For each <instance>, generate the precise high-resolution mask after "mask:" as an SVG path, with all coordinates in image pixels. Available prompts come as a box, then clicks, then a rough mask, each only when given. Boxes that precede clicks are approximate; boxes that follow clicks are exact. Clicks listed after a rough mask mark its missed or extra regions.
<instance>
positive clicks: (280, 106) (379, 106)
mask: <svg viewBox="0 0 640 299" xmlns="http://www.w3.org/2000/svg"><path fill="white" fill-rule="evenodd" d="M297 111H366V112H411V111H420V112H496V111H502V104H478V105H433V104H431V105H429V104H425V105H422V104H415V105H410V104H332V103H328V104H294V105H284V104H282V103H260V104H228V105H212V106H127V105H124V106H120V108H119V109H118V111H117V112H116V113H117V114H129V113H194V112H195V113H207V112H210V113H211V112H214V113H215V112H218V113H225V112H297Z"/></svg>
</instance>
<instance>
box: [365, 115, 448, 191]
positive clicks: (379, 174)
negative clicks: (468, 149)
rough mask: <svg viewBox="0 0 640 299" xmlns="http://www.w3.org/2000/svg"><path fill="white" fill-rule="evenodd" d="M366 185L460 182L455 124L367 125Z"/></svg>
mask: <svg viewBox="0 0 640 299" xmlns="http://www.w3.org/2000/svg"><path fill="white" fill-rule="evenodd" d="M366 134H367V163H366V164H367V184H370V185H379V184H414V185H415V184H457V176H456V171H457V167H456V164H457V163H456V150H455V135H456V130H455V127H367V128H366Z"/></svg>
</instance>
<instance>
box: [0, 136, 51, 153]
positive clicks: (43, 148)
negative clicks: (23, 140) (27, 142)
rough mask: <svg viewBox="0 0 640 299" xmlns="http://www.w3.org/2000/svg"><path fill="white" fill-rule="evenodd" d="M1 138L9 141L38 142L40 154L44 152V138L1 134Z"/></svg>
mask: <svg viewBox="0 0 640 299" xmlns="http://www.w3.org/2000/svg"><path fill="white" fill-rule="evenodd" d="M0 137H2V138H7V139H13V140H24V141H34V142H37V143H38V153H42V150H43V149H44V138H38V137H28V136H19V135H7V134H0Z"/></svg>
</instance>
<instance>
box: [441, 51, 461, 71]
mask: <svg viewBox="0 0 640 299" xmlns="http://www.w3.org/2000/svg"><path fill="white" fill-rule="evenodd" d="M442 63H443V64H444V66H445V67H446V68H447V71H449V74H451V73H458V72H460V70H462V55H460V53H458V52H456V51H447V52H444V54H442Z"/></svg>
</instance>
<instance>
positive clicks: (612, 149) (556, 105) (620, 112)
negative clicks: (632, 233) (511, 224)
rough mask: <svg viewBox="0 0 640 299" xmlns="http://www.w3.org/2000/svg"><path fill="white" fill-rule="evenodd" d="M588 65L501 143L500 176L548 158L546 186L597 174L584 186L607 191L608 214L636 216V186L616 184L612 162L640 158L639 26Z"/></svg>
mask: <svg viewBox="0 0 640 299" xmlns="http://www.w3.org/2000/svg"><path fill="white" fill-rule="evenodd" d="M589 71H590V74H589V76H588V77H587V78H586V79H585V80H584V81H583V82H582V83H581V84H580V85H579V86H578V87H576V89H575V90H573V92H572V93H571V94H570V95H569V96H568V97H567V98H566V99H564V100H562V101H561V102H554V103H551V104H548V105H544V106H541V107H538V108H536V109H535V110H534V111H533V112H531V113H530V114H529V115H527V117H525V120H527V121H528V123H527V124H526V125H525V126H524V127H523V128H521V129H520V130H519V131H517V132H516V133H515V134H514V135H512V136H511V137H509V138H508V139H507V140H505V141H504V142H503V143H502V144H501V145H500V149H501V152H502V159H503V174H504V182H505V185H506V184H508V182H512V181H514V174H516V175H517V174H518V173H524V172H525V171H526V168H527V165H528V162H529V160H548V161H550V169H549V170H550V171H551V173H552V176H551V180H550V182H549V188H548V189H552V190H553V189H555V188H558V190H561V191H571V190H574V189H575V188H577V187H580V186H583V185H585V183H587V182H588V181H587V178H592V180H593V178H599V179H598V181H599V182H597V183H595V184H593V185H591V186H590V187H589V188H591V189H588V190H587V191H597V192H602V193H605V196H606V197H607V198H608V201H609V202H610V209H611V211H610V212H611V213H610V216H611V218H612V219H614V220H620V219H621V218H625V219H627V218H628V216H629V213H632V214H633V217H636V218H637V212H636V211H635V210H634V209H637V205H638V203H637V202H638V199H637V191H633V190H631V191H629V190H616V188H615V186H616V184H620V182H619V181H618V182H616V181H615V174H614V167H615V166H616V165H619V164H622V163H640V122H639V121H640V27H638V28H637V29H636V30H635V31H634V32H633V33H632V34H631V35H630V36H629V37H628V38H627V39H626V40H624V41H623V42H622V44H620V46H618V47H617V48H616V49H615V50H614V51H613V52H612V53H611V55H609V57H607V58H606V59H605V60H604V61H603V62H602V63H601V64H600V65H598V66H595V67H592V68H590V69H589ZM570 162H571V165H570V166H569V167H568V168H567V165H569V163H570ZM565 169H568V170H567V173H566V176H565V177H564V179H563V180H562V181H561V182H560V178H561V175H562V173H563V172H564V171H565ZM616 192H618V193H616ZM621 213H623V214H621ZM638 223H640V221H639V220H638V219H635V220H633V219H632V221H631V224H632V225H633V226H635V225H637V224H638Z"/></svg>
================================
WHAT YOU WILL DO:
From the listing above, return the lines starting at the one with "185L460 182L455 124L367" and ending at the one with "negative clicks: (23, 140) (27, 142)", both kept, exactly as they appear and nothing more.

TASK SOLUTION:
rough mask: <svg viewBox="0 0 640 299" xmlns="http://www.w3.org/2000/svg"><path fill="white" fill-rule="evenodd" d="M366 185L460 182L455 124L367 125Z"/></svg>
mask: <svg viewBox="0 0 640 299" xmlns="http://www.w3.org/2000/svg"><path fill="white" fill-rule="evenodd" d="M366 134H367V163H366V164H367V184H370V185H379V184H414V185H415V184H457V176H456V171H457V167H456V164H457V163H456V150H455V135H456V130H455V127H367V128H366Z"/></svg>
</instance>
<instance>
box: [0, 136, 51, 153]
positive clicks: (43, 148)
negative clicks: (23, 140) (27, 142)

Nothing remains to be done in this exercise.